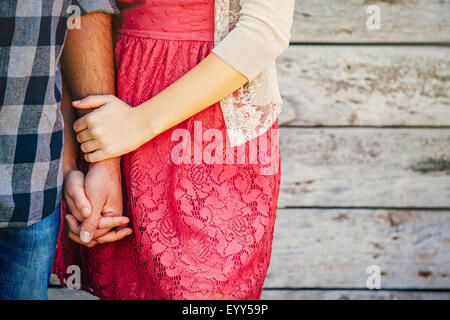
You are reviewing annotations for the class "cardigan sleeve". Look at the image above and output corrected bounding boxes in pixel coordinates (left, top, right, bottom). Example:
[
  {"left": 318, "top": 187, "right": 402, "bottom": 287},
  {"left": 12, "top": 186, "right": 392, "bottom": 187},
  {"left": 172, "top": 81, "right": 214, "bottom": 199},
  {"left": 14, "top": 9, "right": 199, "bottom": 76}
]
[{"left": 212, "top": 0, "right": 295, "bottom": 81}]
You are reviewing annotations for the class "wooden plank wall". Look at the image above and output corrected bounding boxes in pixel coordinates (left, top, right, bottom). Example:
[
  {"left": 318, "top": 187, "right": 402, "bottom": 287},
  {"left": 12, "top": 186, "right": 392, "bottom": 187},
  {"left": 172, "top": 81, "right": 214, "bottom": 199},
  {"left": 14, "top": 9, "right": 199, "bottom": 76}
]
[{"left": 263, "top": 0, "right": 450, "bottom": 299}]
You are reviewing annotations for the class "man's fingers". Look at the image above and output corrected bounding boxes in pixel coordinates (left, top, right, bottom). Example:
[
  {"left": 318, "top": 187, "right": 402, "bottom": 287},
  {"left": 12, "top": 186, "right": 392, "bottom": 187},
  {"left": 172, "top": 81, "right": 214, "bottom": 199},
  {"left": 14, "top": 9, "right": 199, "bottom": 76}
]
[
  {"left": 65, "top": 197, "right": 85, "bottom": 222},
  {"left": 68, "top": 231, "right": 97, "bottom": 248},
  {"left": 69, "top": 185, "right": 91, "bottom": 218},
  {"left": 95, "top": 228, "right": 133, "bottom": 243},
  {"left": 72, "top": 95, "right": 114, "bottom": 109},
  {"left": 80, "top": 205, "right": 101, "bottom": 243}
]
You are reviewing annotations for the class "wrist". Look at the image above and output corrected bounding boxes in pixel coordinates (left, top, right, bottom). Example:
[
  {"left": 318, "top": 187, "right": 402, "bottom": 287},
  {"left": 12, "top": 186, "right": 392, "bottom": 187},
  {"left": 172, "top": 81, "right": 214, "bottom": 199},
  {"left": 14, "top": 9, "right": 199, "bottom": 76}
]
[
  {"left": 134, "top": 99, "right": 164, "bottom": 143},
  {"left": 63, "top": 161, "right": 79, "bottom": 179}
]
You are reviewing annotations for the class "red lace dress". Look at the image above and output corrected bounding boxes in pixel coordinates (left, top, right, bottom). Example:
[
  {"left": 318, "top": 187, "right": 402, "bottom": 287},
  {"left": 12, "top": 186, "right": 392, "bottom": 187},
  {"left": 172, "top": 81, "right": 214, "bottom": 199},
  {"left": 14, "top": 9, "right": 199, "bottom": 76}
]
[{"left": 54, "top": 0, "right": 280, "bottom": 299}]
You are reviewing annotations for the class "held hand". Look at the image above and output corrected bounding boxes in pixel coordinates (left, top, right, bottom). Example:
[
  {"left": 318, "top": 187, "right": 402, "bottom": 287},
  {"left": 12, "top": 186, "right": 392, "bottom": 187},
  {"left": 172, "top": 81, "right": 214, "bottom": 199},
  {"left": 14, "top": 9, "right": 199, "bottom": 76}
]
[
  {"left": 64, "top": 162, "right": 132, "bottom": 247},
  {"left": 72, "top": 95, "right": 151, "bottom": 162},
  {"left": 64, "top": 170, "right": 91, "bottom": 222}
]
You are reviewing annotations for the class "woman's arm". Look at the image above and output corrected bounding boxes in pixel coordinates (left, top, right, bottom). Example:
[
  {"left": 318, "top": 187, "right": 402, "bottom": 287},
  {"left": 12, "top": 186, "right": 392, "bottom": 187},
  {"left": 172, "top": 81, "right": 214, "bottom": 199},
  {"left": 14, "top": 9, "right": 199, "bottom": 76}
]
[
  {"left": 73, "top": 0, "right": 295, "bottom": 162},
  {"left": 73, "top": 53, "right": 248, "bottom": 162}
]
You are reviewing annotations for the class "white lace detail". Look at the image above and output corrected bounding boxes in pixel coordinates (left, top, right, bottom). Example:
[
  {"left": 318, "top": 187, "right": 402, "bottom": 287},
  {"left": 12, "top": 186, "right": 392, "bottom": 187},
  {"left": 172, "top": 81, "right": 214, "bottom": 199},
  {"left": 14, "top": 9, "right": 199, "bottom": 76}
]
[{"left": 214, "top": 0, "right": 282, "bottom": 147}]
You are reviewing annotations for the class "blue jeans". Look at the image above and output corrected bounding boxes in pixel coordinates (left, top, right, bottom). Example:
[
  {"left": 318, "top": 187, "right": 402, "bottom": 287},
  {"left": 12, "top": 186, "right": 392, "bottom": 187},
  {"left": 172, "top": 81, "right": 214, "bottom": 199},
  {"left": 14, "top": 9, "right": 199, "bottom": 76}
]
[{"left": 0, "top": 206, "right": 60, "bottom": 300}]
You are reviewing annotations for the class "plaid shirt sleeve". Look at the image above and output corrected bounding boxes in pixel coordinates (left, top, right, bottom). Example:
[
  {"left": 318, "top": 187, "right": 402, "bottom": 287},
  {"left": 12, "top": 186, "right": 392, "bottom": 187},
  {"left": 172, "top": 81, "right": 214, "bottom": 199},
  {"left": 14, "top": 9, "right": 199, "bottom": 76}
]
[
  {"left": 0, "top": 0, "right": 118, "bottom": 228},
  {"left": 72, "top": 0, "right": 119, "bottom": 15}
]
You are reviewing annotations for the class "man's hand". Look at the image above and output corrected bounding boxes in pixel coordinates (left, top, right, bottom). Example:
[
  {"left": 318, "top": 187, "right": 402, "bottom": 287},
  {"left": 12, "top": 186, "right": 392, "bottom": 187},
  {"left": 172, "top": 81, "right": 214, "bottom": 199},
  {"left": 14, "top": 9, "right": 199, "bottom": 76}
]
[
  {"left": 80, "top": 158, "right": 131, "bottom": 243},
  {"left": 64, "top": 160, "right": 132, "bottom": 247}
]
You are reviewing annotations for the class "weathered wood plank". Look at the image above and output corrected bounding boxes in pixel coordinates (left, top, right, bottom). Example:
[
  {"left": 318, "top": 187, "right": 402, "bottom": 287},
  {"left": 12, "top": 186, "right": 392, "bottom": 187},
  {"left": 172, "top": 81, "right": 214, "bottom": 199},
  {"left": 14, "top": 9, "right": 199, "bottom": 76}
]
[
  {"left": 265, "top": 209, "right": 450, "bottom": 289},
  {"left": 278, "top": 45, "right": 450, "bottom": 126},
  {"left": 261, "top": 290, "right": 450, "bottom": 300},
  {"left": 292, "top": 0, "right": 450, "bottom": 43},
  {"left": 278, "top": 128, "right": 450, "bottom": 208}
]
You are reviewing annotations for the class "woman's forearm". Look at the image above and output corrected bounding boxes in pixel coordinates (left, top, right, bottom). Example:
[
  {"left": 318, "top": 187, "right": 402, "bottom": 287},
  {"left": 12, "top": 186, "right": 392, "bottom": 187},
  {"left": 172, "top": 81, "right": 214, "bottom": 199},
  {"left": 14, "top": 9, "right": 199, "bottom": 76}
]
[
  {"left": 138, "top": 53, "right": 248, "bottom": 140},
  {"left": 73, "top": 53, "right": 248, "bottom": 162}
]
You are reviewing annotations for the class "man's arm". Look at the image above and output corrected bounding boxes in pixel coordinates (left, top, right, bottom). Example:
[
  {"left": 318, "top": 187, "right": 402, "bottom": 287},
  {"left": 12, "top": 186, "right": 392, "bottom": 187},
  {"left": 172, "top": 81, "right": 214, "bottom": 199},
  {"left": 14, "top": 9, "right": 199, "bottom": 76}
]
[
  {"left": 61, "top": 13, "right": 116, "bottom": 116},
  {"left": 61, "top": 13, "right": 126, "bottom": 243}
]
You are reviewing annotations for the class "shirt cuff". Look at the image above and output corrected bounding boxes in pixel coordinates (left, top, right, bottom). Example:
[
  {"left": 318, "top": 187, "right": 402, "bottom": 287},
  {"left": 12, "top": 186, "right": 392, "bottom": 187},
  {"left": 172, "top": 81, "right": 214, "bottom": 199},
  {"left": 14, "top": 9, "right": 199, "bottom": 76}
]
[{"left": 72, "top": 0, "right": 119, "bottom": 15}]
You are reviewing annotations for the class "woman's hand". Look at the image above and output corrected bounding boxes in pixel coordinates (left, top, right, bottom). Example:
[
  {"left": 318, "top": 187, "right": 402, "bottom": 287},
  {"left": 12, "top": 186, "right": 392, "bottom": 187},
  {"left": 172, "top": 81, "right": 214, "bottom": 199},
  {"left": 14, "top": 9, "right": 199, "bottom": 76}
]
[{"left": 72, "top": 95, "right": 152, "bottom": 162}]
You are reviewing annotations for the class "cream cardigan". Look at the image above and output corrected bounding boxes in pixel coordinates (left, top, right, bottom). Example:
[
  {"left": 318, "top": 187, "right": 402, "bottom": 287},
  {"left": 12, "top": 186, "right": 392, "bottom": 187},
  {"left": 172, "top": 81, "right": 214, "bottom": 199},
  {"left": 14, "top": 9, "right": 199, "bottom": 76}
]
[{"left": 212, "top": 0, "right": 295, "bottom": 147}]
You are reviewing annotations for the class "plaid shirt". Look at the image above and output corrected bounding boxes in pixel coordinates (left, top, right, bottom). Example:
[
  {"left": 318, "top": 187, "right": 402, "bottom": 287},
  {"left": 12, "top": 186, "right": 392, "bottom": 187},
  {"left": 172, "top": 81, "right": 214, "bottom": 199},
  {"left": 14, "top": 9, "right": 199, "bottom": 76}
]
[{"left": 0, "top": 0, "right": 117, "bottom": 228}]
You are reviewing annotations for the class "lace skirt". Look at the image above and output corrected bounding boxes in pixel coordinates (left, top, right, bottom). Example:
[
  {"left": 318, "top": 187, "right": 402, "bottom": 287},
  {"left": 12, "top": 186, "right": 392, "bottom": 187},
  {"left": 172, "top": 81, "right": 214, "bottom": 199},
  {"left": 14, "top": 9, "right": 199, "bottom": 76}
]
[{"left": 54, "top": 34, "right": 280, "bottom": 299}]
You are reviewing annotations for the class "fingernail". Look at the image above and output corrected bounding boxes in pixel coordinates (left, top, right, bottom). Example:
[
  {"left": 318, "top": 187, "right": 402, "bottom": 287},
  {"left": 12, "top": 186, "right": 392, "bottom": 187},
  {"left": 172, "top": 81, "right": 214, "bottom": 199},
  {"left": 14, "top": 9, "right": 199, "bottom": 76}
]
[
  {"left": 80, "top": 231, "right": 92, "bottom": 243},
  {"left": 81, "top": 207, "right": 89, "bottom": 217}
]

****************

→ Task description: Please show, copied in full, every line of the records above that contains the word "cardigan". Case counts.

→ Correct result:
You are reviewing annotations for the class "cardigan sleeve". Look at the image above and output corrected bounding boxes in pixel coordinates (left, top, right, bottom). Example:
You are reviewing annotations for the class "cream cardigan". Look at the image above and output corrected bounding boxes in pixel coordinates (left, top, right, bottom). Example:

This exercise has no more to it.